**What you will do**
**1)** Translate this sentence from the Thanksgiving sermon below into Spanish: "Finally, the door opens and here comes Charlie Brown with a bowl of dog food."
**2)** Write out the part of the Thanksgiving sermon below starting at "Summary: Thanksgiving is" and ending at "for this year?", keeping every word and punctuation mark unchanged.

**Document passage**
####

Summary: Thanksgiving is more than just a holiday celebration; it's a heart condition! Overflowing with illustrations, this topical message explores the importance of Thanksgiving and acts as a prelude to an expository sermon (part 2) on living a life of thankfuln

Thanksgiving Every Day

Scott Bayles, pastor

Blooming Grove Christian Church: 11/20/2011

So with Thanksgiving only four days away, have you thought much about what you’re thankful for this year?

I don’t know about you, but for some reason I always associate Thanksgiving with Charlie Brown. In fact, the kids and I just sat down and watched It’s Thanksgiving Charlie Brown earlier in the week. I remember this one Charlie Brown comic strip where it’s Thanksgiving Day and the aroma of roast turkey fills Charlie Brown’s house. Snoopy, outside, lying on top of his doghouse, smells that aroma, and he is thinking, “It’s Thanksgiving Day. Everybody eats turkey on Thanksgiving Day.” So he lies there, watching the back door, eagerly awaiting his Thanksgiving dinner. Finally, the door opens and here comes Charlie Brown with a bowl of dog food. He sets it on the ground in front of Snoopy who hops off his house and stares at the dog food with a forlorn look on his face. And he thinks, “Just because I’m a dog, I have to eat dog food on Thanksgiving Day.” Then the next panel shows him looking at the dog food more intently, and he’s thinking, “I guess it could be worse. I could be the turkey.”

####

**Supplied records**
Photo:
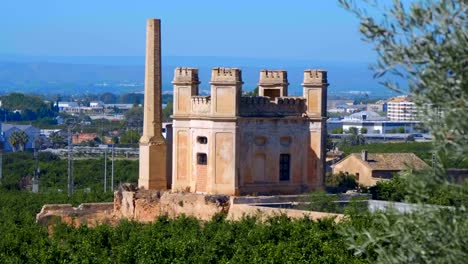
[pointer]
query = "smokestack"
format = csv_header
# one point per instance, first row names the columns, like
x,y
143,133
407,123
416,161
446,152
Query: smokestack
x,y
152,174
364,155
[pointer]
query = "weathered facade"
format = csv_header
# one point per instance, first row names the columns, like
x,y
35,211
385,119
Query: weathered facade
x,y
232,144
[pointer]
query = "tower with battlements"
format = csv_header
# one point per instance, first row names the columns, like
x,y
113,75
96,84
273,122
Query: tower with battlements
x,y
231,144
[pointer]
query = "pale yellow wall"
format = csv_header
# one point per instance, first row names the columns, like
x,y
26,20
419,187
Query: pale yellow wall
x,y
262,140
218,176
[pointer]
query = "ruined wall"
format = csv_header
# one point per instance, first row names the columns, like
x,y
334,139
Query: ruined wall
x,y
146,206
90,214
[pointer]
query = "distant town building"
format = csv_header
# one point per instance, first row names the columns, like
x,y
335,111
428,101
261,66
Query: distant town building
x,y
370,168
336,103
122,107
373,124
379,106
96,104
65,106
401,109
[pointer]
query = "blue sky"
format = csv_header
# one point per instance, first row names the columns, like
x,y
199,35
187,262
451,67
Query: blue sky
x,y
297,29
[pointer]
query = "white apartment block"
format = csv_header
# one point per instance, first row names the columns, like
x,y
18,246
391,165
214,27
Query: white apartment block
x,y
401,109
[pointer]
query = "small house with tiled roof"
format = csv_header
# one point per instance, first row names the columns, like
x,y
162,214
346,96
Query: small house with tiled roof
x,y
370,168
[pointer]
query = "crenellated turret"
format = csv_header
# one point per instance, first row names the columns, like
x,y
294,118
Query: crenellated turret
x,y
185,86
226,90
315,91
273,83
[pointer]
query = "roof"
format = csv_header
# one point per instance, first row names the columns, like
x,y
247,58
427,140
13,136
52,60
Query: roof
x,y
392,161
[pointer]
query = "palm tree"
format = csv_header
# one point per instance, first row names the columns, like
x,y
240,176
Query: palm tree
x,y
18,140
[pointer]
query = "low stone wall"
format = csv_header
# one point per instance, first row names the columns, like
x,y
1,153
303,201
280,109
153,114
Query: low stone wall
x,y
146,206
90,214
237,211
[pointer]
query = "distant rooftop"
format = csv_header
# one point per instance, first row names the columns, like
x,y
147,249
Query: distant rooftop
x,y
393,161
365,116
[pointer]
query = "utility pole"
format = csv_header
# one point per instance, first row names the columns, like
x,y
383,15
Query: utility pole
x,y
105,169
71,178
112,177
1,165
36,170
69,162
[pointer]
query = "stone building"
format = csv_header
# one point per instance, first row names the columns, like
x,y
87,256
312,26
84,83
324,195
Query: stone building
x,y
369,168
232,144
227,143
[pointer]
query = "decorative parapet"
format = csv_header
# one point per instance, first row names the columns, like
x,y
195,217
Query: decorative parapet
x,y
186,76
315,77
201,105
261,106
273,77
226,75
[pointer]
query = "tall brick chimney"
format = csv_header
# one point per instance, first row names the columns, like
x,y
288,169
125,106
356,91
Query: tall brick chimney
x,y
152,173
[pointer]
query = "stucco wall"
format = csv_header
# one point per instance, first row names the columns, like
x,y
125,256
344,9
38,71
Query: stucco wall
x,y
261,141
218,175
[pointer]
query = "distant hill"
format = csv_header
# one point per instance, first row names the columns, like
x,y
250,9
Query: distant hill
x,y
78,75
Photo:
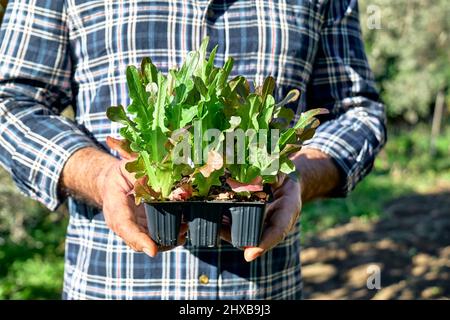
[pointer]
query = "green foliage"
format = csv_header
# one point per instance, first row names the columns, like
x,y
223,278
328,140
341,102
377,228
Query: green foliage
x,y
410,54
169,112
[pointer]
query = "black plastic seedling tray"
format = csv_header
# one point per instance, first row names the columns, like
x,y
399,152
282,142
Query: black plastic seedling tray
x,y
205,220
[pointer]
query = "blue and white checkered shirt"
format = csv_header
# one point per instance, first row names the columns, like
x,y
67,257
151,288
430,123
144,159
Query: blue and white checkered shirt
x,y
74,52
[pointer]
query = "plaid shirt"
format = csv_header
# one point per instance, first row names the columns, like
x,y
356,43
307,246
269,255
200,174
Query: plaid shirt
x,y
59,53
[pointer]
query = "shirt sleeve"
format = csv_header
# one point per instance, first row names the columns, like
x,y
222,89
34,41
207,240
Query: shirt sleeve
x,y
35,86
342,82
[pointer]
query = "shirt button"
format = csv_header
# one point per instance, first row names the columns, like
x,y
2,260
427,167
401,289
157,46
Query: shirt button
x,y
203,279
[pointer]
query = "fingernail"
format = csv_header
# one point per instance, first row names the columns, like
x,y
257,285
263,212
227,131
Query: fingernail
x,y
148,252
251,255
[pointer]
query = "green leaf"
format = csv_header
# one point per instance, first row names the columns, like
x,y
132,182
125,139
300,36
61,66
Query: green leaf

####

**Task answers**
**1)** Finalmente, la puerta se abre y ahí viene Charlie Brown con un tazón de comida para perros.

**2)**
Summary: Thanksgiving is more than just a holiday celebration; it's a heart condition! Overflowing with illustrations, this topical message explores the importance of Thanksgiving and acts as a prelude to an expository sermon (part 2) on living a life of thankfuln

Thanksgiving Every Day

Scott Bayles, pastor

Blooming Grove Christian Church: 11/20/2011

So with Thanksgiving only four days away, have you thought much about what you’re thankful for this year?